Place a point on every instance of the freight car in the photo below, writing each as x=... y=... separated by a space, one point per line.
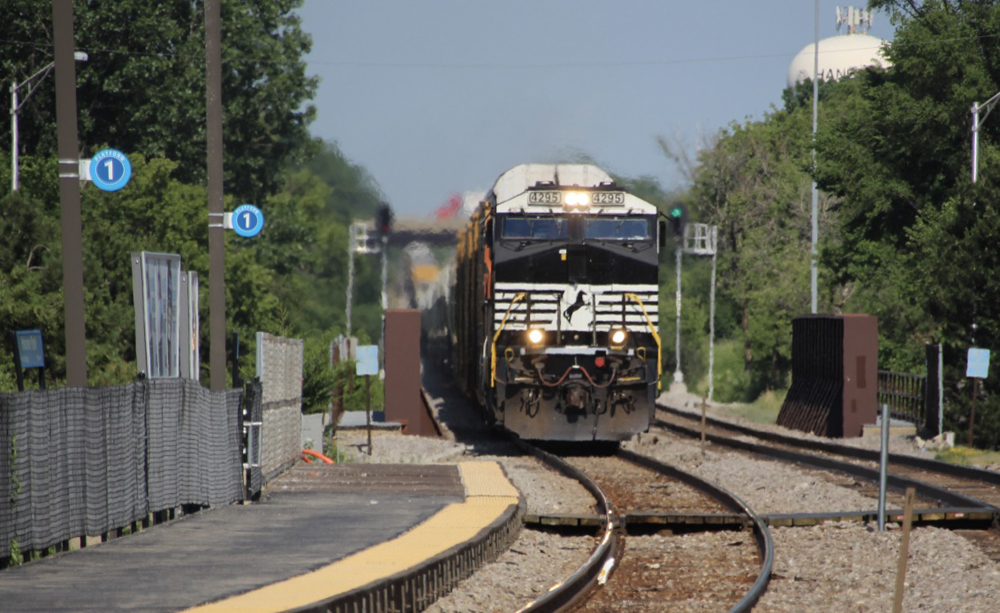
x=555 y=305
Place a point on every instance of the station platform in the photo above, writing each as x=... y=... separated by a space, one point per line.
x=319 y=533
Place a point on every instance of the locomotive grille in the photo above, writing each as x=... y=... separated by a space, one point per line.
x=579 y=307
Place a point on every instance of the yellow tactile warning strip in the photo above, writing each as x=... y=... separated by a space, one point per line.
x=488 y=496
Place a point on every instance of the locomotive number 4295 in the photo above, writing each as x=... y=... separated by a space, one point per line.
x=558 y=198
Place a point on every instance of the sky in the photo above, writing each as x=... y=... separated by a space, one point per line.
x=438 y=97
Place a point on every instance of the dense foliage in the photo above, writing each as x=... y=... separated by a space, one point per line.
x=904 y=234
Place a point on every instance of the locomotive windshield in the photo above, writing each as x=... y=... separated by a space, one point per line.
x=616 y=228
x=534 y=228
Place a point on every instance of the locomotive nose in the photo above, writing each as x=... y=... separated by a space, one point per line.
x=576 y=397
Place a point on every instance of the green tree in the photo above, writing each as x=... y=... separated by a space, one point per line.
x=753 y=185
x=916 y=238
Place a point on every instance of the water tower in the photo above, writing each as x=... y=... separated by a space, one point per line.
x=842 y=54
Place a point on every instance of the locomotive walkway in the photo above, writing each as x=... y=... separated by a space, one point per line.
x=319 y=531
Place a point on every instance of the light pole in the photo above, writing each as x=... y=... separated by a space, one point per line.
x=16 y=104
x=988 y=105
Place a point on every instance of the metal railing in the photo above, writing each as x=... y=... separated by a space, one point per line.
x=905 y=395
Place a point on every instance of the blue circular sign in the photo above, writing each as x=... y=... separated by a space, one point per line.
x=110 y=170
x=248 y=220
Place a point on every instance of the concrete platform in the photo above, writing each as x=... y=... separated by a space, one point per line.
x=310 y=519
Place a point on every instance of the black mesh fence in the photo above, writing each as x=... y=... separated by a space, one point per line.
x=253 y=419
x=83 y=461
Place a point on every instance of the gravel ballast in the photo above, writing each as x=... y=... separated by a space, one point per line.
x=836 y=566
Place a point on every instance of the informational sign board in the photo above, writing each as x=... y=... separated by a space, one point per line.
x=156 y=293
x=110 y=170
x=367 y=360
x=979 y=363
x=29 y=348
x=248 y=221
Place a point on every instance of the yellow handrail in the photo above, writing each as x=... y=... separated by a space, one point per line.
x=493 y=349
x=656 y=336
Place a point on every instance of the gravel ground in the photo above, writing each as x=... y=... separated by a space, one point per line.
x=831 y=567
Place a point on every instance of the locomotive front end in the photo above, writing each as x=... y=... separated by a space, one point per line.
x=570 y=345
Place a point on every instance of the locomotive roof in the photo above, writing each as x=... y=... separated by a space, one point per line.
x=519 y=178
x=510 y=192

_____

§ **Job**: From the listing above, copy word for word every line starting at the one that contains "Place a point on every instance of the light" and ending at the one that contains "x=836 y=566", including both of those lines.

§ **Task solution**:
Place a point on every instance of the light pole in the photo above, writing each as x=... y=... separated by a space, one point per line.
x=16 y=104
x=988 y=105
Place a point on every instance of the metal railing in the photo above, writing each as x=... y=... separated by a space, one point per line.
x=905 y=395
Place a point on every instance of the blue circular sign in the photo above, writing each as x=... y=... separated by a space, one point per line.
x=110 y=170
x=248 y=220
Place a point on every instance of the concrete platform in the photo above, writing each as x=... y=... separated by a space, one point per line.
x=310 y=519
Place a point on every instance of the black mesh fence in the photo above, writing each as x=... y=... separated by a space, one point per line.
x=253 y=419
x=83 y=461
Place a point on every instance of the gravel ballast in the photo above, writing each as x=... y=... separated by a space, one point per line.
x=836 y=566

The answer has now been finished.